>>>

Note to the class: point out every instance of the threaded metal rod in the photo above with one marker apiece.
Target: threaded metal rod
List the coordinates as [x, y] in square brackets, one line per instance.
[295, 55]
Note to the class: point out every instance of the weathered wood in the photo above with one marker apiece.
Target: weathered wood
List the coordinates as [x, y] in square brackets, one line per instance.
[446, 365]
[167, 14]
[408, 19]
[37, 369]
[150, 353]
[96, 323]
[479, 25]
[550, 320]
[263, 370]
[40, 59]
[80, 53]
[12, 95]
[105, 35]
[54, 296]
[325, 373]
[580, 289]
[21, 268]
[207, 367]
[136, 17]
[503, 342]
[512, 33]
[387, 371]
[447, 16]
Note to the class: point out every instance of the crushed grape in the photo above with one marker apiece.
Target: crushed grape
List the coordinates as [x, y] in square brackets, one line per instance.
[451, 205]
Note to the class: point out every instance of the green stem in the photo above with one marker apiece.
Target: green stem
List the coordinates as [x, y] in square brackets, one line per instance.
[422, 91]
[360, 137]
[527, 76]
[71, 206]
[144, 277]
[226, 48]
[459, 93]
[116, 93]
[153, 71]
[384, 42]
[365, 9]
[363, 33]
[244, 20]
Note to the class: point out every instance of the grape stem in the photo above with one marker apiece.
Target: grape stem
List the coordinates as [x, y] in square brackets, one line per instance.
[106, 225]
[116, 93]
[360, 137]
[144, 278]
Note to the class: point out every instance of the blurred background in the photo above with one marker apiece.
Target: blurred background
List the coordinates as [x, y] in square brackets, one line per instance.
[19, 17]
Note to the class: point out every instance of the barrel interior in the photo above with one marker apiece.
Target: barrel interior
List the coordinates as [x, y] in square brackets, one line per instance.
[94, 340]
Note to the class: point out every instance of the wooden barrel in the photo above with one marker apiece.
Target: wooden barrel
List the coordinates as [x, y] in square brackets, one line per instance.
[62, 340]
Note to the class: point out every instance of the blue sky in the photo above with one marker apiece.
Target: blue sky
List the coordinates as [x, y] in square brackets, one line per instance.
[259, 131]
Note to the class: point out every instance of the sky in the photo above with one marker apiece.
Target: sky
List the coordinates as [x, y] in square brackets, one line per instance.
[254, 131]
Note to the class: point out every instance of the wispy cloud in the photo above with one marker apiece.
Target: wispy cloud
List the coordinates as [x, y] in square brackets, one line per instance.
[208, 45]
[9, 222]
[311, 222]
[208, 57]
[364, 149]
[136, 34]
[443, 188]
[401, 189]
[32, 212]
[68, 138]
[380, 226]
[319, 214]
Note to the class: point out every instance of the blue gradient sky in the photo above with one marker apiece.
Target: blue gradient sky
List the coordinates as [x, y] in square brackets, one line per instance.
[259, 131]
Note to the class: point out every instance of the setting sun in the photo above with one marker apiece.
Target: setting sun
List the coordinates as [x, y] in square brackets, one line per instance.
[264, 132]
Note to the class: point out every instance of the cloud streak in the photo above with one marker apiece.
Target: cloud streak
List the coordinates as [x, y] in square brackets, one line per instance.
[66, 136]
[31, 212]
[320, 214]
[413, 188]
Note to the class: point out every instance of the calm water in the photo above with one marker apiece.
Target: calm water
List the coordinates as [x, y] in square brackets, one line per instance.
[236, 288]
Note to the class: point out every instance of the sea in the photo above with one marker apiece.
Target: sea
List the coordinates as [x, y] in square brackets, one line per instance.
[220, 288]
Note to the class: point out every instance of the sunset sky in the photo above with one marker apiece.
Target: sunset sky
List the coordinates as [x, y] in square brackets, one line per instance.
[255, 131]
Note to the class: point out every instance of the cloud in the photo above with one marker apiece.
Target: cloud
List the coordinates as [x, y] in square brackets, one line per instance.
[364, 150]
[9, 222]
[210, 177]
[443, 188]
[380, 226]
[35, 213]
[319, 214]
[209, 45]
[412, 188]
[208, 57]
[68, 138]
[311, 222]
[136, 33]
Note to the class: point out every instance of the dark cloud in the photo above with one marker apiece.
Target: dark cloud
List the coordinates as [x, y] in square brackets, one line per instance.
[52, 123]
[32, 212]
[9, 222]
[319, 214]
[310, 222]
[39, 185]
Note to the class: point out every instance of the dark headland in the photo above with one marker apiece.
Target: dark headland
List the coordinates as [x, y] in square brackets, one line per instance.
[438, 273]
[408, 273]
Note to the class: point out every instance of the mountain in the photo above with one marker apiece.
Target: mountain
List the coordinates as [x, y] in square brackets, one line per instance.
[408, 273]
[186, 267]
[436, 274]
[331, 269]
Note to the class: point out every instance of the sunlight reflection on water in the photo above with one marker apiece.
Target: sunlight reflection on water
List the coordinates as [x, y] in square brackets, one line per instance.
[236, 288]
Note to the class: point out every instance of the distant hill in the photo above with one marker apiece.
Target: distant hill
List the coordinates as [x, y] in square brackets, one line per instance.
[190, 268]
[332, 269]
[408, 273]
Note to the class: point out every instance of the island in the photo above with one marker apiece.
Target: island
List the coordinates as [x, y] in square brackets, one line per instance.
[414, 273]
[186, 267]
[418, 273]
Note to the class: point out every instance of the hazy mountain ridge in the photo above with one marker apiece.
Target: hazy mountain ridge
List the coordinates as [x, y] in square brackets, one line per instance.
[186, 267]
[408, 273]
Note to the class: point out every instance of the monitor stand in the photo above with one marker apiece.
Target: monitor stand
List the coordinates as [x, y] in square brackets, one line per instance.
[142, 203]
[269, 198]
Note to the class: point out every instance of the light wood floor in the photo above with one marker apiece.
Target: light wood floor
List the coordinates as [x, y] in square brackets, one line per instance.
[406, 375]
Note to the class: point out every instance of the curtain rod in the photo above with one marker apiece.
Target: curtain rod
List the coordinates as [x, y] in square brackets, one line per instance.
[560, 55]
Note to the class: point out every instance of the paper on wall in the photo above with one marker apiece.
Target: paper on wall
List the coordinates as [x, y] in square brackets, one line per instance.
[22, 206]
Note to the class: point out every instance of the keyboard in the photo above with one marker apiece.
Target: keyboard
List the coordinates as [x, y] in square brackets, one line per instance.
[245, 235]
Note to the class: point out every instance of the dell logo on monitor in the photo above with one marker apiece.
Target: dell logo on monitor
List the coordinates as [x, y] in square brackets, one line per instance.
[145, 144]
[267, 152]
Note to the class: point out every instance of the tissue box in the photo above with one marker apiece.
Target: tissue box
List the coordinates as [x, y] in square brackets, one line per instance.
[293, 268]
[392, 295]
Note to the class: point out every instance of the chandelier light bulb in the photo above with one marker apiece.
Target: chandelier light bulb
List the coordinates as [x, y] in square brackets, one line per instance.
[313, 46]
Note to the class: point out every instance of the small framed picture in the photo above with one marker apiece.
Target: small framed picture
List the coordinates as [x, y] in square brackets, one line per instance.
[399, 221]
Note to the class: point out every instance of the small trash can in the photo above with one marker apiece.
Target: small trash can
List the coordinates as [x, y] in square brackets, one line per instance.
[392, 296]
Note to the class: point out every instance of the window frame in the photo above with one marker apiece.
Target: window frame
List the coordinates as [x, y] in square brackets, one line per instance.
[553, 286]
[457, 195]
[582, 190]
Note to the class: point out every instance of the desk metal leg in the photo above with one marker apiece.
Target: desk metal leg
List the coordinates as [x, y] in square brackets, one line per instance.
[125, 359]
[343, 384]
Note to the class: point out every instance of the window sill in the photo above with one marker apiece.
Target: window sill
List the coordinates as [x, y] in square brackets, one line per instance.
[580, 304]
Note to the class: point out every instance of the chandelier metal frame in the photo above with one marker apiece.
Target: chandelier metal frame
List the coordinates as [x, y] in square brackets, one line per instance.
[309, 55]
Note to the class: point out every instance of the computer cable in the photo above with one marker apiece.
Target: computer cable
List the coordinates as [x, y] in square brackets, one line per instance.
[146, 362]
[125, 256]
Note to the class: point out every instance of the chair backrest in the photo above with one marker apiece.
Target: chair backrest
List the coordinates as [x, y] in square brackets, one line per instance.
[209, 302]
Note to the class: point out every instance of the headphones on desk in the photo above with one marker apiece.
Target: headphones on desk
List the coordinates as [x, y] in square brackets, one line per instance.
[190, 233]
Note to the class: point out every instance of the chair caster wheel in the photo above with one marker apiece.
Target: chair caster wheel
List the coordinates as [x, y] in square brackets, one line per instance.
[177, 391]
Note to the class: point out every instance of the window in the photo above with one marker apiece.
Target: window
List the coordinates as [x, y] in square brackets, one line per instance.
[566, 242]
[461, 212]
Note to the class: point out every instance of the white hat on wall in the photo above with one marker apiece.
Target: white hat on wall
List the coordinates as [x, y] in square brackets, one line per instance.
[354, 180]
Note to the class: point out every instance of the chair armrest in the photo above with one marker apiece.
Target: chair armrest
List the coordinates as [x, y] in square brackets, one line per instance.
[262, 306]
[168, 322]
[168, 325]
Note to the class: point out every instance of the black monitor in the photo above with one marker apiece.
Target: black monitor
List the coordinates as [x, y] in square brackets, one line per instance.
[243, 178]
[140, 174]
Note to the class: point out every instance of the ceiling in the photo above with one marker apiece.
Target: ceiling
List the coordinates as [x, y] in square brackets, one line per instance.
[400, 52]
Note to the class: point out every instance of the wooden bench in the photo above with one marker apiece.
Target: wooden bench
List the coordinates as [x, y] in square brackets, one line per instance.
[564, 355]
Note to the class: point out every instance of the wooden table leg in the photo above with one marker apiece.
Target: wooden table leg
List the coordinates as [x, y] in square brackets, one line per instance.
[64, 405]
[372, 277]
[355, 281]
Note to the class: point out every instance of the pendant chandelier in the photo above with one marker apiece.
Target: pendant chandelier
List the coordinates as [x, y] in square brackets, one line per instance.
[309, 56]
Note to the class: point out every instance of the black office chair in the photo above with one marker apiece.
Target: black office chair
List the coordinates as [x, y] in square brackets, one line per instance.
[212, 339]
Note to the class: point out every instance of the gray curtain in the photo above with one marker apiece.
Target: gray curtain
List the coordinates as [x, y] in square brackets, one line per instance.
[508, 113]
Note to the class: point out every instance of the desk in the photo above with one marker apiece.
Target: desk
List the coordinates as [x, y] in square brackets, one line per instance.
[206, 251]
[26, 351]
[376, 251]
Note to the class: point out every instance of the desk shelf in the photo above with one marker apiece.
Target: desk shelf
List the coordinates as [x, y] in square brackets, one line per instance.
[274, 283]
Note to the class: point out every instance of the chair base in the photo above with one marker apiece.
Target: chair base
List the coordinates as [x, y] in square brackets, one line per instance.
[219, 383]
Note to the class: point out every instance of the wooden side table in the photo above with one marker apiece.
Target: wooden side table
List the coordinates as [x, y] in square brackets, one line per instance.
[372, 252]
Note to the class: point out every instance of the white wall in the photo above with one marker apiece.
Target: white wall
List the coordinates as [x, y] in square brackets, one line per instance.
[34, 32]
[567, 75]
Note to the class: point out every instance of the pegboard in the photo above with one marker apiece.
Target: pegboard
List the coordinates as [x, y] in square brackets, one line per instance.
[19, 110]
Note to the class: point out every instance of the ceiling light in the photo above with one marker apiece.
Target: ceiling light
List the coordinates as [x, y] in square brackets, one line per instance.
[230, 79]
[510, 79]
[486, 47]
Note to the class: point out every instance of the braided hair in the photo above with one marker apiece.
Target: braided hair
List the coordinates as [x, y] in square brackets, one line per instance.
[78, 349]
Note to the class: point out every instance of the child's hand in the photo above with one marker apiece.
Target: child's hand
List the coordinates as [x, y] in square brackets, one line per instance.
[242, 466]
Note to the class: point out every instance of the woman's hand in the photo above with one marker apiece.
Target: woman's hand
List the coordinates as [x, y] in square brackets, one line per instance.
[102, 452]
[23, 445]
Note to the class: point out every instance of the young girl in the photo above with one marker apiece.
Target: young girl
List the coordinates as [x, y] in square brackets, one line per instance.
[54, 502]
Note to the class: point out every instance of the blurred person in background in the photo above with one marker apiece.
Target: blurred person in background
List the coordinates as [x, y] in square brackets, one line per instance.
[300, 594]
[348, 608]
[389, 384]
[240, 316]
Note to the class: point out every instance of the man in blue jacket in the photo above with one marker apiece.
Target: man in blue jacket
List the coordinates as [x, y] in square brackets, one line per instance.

<<<

- **Required task**:
Reproduce exactly the line containing "Note to the class: point out every instance of the woman's" and every line after it through the end of the records above, and nothing else.

- **Solution to the problem**:
Note to the class: point out every instance of the woman's hand in the photo above with one marker apiece.
Target: woman's hand
List the coordinates as [x, y] in square brackets, one line per instance.
[102, 452]
[23, 445]
Note to the class: point out every instance of the young girl in the photo above with one marker apiece.
Target: young girl
List the coordinates as [x, y] in square brackets, one line per instance.
[54, 502]
Note to the class: point out every instance of the blurred person in background in the photo above with one marker apiece.
Target: blurred person in background
List the coordinates as [x, y] in square brackets, one line per instance.
[300, 594]
[348, 608]
[389, 384]
[240, 316]
Note to the class: point out every instance of the man in blue jacket in the photo above with one marker apiece.
Target: man in blue jacket
List the coordinates as [x, y] in square brackets, one line per instance.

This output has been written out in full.